**DATA PROVIDED**
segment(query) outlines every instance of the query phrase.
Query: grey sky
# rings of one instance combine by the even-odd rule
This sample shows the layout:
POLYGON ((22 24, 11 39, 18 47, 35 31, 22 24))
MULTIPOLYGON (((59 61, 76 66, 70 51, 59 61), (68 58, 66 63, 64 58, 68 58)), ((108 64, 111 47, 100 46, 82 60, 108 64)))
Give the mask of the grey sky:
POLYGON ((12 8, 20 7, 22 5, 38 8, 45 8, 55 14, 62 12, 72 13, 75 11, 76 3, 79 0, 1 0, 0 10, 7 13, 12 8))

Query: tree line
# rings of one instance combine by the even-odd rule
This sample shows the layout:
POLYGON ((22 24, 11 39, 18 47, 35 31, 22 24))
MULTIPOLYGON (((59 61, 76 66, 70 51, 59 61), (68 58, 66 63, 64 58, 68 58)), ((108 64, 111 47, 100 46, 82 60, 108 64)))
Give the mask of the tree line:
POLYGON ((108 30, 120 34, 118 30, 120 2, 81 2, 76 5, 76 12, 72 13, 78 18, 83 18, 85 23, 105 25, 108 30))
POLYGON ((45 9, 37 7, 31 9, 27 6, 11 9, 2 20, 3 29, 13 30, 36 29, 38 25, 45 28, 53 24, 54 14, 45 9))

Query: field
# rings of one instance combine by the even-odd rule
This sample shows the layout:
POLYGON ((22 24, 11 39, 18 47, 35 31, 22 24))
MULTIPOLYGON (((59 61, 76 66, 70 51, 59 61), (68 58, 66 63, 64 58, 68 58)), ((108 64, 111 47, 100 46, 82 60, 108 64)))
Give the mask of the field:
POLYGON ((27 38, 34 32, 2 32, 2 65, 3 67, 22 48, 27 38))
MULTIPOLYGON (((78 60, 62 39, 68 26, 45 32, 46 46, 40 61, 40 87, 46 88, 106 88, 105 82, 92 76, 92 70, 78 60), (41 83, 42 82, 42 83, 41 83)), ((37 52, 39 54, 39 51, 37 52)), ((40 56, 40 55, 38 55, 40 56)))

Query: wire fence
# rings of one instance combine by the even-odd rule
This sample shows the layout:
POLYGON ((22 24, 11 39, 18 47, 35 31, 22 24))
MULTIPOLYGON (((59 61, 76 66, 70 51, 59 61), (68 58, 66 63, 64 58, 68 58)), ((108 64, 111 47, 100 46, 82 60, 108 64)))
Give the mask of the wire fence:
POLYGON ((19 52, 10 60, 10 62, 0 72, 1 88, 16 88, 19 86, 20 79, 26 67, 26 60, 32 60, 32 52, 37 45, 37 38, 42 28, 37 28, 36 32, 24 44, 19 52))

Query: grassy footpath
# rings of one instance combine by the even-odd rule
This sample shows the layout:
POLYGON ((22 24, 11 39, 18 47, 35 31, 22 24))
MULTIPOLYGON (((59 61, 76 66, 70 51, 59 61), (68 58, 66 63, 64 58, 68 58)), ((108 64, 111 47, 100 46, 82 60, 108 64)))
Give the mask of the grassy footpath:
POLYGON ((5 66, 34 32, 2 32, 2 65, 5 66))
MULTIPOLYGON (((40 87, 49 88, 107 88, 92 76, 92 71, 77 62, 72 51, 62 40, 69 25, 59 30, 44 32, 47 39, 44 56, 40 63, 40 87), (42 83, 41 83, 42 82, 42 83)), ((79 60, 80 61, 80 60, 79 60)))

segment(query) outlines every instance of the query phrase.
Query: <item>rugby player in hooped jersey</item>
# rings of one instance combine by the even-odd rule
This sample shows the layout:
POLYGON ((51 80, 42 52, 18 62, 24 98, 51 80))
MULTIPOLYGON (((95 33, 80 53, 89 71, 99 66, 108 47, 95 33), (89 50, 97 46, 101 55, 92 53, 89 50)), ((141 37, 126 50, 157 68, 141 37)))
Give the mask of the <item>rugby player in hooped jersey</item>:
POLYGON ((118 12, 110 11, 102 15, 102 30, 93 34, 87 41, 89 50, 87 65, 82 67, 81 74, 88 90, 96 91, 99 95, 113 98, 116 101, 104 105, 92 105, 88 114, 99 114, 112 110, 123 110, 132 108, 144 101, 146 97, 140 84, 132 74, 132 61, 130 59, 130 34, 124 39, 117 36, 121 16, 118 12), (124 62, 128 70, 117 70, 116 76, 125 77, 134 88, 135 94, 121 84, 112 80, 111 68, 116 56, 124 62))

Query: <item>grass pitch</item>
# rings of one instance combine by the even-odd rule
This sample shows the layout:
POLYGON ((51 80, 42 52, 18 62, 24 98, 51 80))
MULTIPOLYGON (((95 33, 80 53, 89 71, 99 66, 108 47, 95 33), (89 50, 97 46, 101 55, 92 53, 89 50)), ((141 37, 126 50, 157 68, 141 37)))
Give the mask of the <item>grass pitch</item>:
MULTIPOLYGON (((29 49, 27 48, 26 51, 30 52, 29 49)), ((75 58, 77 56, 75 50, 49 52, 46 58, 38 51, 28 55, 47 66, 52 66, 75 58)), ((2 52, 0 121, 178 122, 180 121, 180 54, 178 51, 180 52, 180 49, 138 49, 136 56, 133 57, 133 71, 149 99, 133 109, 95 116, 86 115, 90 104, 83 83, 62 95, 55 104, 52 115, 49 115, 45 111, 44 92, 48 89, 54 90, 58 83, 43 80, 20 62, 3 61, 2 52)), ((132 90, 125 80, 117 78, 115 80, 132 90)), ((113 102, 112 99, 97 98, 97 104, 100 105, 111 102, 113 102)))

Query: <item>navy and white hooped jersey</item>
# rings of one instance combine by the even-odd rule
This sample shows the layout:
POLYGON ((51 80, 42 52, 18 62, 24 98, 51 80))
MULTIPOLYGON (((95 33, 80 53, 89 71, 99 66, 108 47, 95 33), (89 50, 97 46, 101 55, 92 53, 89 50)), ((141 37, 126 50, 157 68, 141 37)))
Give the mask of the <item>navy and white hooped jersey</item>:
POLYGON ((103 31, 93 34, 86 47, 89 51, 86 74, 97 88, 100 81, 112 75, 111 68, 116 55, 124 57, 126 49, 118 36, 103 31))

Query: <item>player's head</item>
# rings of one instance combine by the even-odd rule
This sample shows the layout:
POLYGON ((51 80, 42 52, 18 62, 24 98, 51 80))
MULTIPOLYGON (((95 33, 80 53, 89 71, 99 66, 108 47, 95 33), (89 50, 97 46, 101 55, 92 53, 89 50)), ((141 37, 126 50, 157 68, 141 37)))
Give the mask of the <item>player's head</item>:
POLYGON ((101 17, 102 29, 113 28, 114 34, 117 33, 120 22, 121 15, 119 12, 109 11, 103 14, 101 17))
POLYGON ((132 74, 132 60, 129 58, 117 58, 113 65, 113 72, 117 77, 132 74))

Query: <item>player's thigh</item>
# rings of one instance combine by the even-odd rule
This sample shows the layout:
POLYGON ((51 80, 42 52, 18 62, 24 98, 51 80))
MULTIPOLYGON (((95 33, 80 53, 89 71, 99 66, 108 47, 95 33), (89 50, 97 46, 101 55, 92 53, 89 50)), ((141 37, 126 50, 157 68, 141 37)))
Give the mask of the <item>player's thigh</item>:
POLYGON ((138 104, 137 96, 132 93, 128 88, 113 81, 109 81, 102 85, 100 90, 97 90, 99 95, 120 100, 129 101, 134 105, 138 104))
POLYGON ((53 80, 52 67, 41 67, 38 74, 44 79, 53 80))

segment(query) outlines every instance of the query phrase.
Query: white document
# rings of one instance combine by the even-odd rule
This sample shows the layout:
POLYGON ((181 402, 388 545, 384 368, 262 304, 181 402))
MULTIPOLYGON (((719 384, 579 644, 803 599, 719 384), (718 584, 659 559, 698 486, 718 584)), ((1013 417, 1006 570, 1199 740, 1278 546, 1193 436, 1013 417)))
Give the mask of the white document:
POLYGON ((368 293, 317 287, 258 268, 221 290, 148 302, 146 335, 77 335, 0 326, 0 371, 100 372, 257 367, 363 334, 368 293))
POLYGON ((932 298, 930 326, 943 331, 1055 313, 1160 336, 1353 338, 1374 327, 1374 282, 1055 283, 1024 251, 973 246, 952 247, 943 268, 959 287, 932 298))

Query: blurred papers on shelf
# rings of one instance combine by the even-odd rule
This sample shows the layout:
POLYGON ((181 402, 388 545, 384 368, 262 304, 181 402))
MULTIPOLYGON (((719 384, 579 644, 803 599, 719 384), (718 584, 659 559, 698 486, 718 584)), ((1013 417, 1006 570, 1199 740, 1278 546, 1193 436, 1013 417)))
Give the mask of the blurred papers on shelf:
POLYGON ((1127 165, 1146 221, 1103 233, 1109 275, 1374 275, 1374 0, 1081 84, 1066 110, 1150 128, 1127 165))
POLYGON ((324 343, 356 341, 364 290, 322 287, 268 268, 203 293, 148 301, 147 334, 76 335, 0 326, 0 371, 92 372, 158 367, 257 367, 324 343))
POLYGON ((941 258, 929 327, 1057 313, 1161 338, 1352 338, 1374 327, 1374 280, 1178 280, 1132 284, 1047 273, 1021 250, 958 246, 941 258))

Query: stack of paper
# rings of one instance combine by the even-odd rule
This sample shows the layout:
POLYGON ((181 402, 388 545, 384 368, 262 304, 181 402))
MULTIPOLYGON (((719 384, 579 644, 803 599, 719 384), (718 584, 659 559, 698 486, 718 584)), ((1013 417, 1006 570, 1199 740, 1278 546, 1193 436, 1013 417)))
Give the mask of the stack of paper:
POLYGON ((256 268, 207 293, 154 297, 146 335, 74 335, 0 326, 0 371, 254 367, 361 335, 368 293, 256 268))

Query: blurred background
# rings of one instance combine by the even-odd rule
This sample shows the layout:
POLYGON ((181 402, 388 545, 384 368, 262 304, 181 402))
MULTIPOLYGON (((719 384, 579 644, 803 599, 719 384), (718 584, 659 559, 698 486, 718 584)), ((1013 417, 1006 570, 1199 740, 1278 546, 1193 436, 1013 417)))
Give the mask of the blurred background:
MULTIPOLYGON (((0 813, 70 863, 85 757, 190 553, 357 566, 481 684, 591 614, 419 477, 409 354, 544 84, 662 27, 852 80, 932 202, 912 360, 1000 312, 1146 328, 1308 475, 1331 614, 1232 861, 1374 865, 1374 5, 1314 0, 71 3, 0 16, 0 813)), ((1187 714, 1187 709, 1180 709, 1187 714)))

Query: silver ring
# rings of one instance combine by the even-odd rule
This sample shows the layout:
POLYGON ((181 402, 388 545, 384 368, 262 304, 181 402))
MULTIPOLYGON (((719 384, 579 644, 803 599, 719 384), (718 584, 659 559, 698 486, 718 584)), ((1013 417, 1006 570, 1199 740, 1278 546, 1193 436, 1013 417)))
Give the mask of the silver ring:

**TASK DESCRIPTION**
Repeat word for word the lines running from the line containing "Query: silver ring" to the end of the entries above, inclusive.

**FINISHED ANSWER**
Query: silver ring
# rings of one instance combine by the even-odd rule
This sample shows the layout:
POLYGON ((181 402, 388 545, 384 368, 262 304, 181 402))
MULTIPOLYGON (((719 384, 579 644, 803 599, 719 384), (718 584, 659 559, 698 486, 718 584)), ((1013 417, 1006 570, 1199 740, 1278 546, 1193 436, 1013 417)))
Give the mask of the silver ring:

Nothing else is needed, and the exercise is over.